There’s a good chance you have taken antibiotics at some point in your life to kick an infection. They’re something we often take for granted, but they are nothing short of a miracle of modern medicine, turning once life-threatening bacteria into something that can be cured with a pill.
But leading health experts are warning that if we don’t act soon, we could turn back the clock to the days when a bout of strep throat could be fatal. In fact, the Centers for Disease Control and Prevention (CDC) has identified the spread of antibiotic-resistant bacteria—aka superbugs—as one of the top five health threats facing the country. Conservatively, at least 2 million Americans are sickened with antibiotic-resistant infections every year, and at least 23,000 die as a result of those infections.
The biggest driver of this problem is the overuse of antibiotics. But it’s not just people getting unnecessary prescriptions: more than 70 percent of medically important antibiotics in the U.S. are actually sold for use on livestock. The vast majority of those drugs—95 percent—are routinely distributed en masse in feed or water, primarily to animals that are not sick to help them survive crowded and stressful conditions on industrial farms. That’s like sprinkling antibiotics on children’s cereal every morning instead of focusing on preventive measures like hand washing and nutrition!

(Referring expression grounding data)

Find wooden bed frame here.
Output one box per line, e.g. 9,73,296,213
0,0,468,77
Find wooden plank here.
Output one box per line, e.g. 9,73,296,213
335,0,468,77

- [Tasks to carry out]:
1 > In the passage on antibiotic resistance, rewrite the part between "There’s a good" and "of those infections.", inclusive, substituting "drug-resistant germs" for "superbugs".
2 > According to the passage on antibiotic resistance, what share of medically important antibiotics in the U.S. is sold for use on livestock?

- [Responses]:
1 >
There’s a good chance you have taken antibiotics at some point in your life to kick an infection. They’re something we often take for granted, but they are nothing short of a miracle of modern medicine, turning once life-threatening bacteria into something that can be cured with a pill.
But leading health experts are warning that if we don’t act soon, we could turn back the clock to the days when a bout of strep throat could be fatal. In fact, the Centers for Disease Control and Prevention (CDC) has identified the spread of antibiotic-resistant bacteria—aka drug-resistant germs—as one of the top five health threats facing the country. Conservatively, at least 2 million Americans are sickened with antibiotic-resistant infections every year, and at least 23,000 die as a result of those infections.

2 > More than 70 percent.